[start Article]

# Macky juggling at Princeton Fall 2010



## macky (Nov 7, 2010)

A not-very-stable but decent run of 5-club cascade, among other things.


----------



## cmhardw (Nov 7, 2010)

Awesome, Macky!


----------



## bigbee99 (Nov 7, 2010)

lol, I remember seeing this, I was so impressed


----------



## PatrickJameson (Nov 7, 2010)

Ah man, the ending of the ring juggling was cut off!

Also the foot thing was amazing.


----------



## Andreaillest (Nov 7, 2010)

Woo Hoo! GO GO Macky!


----------



## Gavin (Nov 7, 2010)

lol at the house music they played ALL day.


----------



## macky (Nov 7, 2010)

PatrickJameson said:


> Also the foot thing was amazing.


The foot thing only took me about a month to learn. I've been working on 5 clubs since 2004! (but then I did a lot more of cubing instead for a while.)


----------



## PatrickJameson (Nov 7, 2010)

macky said:


> (but then I did a lot more of cubing instead for a while.)


 
Pfft, should have stuck with juggling


----------



## 54stickers (Nov 7, 2010)

Was that some sort of "mess" at 7 seconds?


----------



## Mike Hughey (Nov 7, 2010)

54stickers said:


> Was that some sort of "mess" at 7 seconds?


That was just really nicely done chops.

I'm jealous, Macky - you're awesome! Some very nice, clean juggling. And as I just learned (since Nationals) to run 4 clubs about as cleanly as you run 5, I have at least a little appreciation for how awesome it is that you can do that. For those who haven't juggled, juggling 5 clubs is about 100 times harder than juggling 4 clubs. Really; I'm not exaggerating. Macky getting 5 clubs down in just six years is quite amazing!


----------



## freshcuber (Nov 7, 2010)

Mike Hughey said:


> That was just really nicely done chops.
> 
> I'm jealous, Macky - you're awesome! Some very nice, clean juggling. And as I just learned (since Nationals) to run 4 clubs about as cleanly as you run 5, I have at least a little appreciation for how awesome it is that you can do that. For those who haven't juggled, juggling 5 clubs is about 100 times harder than juggling 4 clubs. Really; I'm not exaggerating. Macky getting 5 clubs down in *just six years* is quite amazing!



No way! That's insane! learning to juggle that intricately takes six years? I have no doubt it's very challenging but six years?!? I can't juggle anything but I've made the commitment to learn at the very least a simple 3 ball cascade. It seems like it should only take two weeks.

[end Article]

*Work to complete*:
List every username in the forum thread whose words are quoted in someone else's post. The entries that follow have no connection to the forum thread.

[start Material shown]

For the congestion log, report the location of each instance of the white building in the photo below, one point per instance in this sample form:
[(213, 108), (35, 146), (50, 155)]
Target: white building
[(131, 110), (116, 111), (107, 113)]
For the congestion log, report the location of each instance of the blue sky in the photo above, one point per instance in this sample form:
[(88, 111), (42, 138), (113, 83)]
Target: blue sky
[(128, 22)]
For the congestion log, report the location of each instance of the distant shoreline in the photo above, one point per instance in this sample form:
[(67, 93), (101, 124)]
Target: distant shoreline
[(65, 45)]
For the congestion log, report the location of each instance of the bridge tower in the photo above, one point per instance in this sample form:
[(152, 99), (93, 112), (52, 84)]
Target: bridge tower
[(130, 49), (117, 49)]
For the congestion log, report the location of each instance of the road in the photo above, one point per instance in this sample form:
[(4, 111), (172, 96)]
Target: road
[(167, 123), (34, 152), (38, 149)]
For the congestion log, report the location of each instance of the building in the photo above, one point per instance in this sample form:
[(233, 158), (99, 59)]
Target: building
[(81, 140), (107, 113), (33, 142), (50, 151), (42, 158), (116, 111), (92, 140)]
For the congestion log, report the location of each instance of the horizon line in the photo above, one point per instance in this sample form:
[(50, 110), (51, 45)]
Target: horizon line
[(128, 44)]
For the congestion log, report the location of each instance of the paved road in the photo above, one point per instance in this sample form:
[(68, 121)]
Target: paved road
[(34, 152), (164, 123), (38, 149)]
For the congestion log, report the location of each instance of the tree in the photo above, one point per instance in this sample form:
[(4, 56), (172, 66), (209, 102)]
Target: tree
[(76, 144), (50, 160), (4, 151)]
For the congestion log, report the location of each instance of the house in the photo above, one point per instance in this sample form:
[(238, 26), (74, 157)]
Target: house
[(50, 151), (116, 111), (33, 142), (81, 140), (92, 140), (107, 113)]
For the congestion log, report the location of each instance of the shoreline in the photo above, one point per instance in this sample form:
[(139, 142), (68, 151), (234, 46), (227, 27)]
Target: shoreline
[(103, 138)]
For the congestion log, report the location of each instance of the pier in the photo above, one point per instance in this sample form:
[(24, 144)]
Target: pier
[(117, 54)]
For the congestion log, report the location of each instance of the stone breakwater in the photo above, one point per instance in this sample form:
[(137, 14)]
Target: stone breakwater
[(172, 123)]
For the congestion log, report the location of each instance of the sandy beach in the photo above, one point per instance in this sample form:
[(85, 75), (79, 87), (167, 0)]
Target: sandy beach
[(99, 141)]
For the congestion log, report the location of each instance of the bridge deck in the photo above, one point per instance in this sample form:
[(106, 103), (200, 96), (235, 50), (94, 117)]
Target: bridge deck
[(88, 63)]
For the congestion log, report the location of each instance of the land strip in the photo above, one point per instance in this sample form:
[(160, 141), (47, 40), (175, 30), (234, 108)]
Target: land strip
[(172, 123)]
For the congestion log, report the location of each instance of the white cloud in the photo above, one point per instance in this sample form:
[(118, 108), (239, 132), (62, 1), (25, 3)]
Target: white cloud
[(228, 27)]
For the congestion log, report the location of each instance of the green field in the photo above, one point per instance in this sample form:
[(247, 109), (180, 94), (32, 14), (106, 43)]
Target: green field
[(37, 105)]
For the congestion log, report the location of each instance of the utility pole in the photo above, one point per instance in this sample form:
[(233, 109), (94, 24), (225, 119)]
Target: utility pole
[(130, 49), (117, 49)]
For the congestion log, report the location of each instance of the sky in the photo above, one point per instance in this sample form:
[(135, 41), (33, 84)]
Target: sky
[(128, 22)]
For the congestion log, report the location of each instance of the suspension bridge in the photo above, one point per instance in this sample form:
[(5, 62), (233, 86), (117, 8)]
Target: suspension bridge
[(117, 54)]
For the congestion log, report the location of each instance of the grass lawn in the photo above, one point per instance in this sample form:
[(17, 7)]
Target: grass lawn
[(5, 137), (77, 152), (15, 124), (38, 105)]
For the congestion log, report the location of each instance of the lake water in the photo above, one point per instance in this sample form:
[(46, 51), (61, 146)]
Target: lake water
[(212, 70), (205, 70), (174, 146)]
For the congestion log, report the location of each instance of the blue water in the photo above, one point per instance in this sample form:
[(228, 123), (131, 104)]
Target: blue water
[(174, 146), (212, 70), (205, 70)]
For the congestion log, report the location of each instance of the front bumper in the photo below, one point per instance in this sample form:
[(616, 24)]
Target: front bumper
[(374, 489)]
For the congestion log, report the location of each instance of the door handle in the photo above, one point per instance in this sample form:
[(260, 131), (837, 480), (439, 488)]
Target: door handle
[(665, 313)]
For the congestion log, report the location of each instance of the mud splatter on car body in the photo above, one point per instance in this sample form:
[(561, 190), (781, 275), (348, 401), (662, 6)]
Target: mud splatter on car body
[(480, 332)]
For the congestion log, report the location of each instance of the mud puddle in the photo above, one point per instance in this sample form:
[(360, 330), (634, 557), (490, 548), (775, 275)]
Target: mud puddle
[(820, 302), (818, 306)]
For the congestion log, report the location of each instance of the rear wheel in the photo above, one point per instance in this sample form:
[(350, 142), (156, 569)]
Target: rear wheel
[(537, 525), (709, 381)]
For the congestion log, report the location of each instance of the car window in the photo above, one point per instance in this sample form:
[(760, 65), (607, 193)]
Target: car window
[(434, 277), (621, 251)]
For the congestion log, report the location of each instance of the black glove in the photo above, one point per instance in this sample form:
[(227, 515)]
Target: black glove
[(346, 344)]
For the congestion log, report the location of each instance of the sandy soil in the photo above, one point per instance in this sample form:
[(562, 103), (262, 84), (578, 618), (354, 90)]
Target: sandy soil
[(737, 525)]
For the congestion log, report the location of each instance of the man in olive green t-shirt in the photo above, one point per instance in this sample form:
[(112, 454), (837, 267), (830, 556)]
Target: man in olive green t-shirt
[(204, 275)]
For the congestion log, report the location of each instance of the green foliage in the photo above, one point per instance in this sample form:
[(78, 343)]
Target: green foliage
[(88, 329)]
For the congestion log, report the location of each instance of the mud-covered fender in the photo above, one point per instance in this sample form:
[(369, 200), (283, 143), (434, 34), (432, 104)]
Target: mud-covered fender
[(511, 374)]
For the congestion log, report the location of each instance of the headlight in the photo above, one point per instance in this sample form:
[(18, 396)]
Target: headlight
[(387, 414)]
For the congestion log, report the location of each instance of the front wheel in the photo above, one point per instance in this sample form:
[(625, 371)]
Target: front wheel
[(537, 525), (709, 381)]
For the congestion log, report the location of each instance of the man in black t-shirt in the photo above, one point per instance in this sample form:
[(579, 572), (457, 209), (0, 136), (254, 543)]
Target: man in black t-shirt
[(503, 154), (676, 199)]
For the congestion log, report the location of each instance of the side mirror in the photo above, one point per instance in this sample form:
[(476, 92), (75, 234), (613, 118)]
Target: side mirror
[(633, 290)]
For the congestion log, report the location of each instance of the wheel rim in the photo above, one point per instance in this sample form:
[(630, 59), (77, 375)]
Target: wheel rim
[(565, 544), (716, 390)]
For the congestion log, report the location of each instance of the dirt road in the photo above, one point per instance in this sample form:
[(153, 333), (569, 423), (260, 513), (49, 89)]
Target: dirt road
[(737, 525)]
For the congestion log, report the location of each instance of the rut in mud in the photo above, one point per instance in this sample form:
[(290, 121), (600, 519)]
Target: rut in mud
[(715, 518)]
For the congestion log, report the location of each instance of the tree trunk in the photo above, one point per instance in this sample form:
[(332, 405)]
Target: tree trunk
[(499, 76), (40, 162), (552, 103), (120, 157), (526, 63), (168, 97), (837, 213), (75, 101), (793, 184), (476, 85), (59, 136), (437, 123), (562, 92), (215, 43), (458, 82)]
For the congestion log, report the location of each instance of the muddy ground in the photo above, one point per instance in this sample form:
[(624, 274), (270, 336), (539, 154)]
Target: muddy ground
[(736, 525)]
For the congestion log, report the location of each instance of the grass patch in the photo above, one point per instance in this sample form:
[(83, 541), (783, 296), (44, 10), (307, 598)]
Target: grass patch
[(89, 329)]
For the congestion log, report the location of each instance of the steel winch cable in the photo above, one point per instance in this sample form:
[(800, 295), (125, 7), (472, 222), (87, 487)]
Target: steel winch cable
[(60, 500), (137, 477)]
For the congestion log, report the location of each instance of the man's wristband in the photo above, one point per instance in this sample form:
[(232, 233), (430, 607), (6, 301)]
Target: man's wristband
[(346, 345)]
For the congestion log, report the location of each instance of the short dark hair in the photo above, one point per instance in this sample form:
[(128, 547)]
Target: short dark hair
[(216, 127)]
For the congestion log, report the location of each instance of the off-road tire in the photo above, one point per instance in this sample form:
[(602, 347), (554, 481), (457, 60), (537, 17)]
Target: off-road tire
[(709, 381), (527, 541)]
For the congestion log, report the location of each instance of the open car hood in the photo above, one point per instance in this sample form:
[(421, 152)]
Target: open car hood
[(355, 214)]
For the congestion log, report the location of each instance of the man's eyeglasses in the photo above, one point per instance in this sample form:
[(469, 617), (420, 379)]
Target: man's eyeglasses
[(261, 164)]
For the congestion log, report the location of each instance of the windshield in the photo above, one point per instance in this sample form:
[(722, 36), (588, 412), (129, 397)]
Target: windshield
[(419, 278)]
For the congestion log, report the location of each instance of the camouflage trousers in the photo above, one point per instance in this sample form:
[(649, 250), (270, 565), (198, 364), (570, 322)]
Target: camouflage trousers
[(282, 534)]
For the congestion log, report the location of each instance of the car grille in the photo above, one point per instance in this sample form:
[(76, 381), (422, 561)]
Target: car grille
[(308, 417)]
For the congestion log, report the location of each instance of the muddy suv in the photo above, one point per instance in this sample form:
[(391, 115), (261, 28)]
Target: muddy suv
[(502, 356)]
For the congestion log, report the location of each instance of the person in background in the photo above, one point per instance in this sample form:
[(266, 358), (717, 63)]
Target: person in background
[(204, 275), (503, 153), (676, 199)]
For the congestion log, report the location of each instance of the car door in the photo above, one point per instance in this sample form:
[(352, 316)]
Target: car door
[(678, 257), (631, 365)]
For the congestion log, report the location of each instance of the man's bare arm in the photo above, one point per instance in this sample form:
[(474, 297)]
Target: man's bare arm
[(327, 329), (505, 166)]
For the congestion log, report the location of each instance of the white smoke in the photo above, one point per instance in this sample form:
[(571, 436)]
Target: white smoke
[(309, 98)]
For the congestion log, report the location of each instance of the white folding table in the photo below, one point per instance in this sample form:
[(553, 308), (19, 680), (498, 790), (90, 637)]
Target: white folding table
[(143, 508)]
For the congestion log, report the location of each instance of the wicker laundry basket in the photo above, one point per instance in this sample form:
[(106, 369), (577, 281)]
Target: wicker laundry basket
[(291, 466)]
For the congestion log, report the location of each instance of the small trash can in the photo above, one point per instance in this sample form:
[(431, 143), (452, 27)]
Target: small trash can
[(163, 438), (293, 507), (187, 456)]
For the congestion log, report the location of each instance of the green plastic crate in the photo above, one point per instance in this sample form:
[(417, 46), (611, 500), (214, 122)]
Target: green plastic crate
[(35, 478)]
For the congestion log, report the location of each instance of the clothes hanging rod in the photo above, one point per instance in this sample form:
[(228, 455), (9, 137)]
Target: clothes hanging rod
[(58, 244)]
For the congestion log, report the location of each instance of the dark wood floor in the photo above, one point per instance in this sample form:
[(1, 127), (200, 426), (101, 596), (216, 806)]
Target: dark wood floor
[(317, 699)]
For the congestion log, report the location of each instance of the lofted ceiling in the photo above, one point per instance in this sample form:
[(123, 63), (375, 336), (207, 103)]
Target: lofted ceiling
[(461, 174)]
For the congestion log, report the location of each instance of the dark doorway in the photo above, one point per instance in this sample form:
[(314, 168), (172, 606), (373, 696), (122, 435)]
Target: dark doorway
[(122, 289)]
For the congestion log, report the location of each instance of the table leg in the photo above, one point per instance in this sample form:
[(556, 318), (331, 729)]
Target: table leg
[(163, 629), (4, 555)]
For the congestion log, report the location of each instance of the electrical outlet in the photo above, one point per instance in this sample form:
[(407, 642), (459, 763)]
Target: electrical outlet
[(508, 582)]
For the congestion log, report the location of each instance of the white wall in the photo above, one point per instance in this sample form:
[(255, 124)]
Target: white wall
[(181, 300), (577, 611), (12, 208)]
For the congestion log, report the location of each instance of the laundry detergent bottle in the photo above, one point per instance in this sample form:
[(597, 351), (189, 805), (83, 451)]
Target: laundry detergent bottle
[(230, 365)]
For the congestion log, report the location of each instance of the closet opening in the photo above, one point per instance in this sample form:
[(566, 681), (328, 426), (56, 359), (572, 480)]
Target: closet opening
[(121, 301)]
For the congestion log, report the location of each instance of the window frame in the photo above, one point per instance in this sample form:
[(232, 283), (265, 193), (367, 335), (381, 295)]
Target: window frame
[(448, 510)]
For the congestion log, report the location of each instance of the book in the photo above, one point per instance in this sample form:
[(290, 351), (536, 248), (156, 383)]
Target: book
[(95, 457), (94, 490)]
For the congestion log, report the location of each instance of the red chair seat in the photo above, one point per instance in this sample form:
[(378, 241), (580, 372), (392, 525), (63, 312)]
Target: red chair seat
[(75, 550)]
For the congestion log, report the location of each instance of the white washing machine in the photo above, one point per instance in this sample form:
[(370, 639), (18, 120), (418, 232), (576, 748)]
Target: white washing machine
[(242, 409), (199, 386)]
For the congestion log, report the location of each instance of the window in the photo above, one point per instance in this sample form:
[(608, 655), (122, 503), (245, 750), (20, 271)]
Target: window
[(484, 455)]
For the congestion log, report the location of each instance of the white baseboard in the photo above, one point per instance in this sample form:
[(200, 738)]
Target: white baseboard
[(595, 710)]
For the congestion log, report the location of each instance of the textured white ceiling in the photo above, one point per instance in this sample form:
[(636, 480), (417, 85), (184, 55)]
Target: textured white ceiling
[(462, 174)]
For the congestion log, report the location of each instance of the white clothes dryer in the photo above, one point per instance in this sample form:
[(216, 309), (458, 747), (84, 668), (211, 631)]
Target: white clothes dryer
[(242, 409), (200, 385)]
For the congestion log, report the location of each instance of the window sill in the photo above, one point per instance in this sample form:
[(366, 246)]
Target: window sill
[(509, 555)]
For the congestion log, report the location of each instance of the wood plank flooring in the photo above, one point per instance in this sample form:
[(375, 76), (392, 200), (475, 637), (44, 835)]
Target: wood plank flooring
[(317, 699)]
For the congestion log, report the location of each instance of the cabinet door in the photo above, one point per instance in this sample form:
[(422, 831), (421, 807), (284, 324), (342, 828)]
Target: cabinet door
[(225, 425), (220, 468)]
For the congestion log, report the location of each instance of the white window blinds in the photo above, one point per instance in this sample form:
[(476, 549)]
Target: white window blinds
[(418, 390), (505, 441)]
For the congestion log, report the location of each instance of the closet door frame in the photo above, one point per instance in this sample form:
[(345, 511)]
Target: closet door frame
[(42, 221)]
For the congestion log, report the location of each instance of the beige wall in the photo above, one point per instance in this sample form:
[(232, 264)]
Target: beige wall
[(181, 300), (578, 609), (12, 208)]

[end Material shown]

*Output of the task*:
PatrickJameson, macky, 54stickers, Mike Hughey